[Begin Records shown]

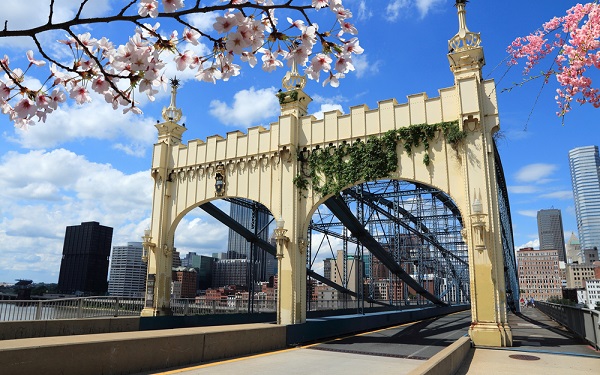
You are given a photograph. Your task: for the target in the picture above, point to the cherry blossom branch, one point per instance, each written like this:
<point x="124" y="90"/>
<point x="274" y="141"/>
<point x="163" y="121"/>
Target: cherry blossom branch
<point x="245" y="28"/>
<point x="577" y="42"/>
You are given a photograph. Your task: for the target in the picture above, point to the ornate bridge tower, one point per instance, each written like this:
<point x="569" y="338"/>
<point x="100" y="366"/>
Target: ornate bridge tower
<point x="263" y="164"/>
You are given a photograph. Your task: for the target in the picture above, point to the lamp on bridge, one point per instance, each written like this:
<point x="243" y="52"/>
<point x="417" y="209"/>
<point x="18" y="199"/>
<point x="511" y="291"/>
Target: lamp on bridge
<point x="280" y="236"/>
<point x="220" y="180"/>
<point x="147" y="245"/>
<point x="478" y="223"/>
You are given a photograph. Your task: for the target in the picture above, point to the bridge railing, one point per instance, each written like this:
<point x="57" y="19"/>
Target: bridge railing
<point x="584" y="323"/>
<point x="94" y="307"/>
<point x="70" y="308"/>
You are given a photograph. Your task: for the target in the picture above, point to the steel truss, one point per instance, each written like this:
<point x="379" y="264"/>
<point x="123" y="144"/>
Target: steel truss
<point x="415" y="226"/>
<point x="511" y="275"/>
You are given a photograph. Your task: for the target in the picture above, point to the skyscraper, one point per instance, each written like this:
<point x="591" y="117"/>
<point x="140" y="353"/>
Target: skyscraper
<point x="550" y="231"/>
<point x="584" y="163"/>
<point x="127" y="271"/>
<point x="84" y="265"/>
<point x="254" y="217"/>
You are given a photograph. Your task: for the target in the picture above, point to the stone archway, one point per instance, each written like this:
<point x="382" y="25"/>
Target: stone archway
<point x="263" y="165"/>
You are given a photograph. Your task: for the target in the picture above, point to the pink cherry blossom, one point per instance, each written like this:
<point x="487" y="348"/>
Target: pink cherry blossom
<point x="32" y="61"/>
<point x="148" y="8"/>
<point x="138" y="66"/>
<point x="172" y="5"/>
<point x="80" y="94"/>
<point x="576" y="37"/>
<point x="25" y="108"/>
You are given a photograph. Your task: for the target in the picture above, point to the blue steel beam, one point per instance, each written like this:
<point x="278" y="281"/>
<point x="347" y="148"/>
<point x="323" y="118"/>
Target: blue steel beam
<point x="218" y="214"/>
<point x="339" y="208"/>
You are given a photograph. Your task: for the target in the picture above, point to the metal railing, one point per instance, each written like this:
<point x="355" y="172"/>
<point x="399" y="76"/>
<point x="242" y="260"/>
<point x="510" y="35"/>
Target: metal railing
<point x="94" y="307"/>
<point x="182" y="306"/>
<point x="584" y="323"/>
<point x="70" y="308"/>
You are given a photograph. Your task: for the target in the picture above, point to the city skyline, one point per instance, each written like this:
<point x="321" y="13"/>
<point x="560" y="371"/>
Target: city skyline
<point x="585" y="174"/>
<point x="78" y="167"/>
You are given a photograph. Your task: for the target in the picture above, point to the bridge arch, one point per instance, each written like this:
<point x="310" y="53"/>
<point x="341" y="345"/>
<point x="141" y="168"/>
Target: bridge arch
<point x="264" y="165"/>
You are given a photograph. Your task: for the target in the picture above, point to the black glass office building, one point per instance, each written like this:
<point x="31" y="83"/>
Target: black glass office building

[End Records shown]

Write out the lines from the first one above through the line containing "Target: cherry blossom branch", including both of those lines. Leave the pictures out of your answer.

You are given a photograph. Your task: for the target in the picture above, point to the cherry blossom branch, one point per instance, each written like this:
<point x="124" y="90"/>
<point x="274" y="141"/>
<point x="163" y="121"/>
Target: cherry blossom branch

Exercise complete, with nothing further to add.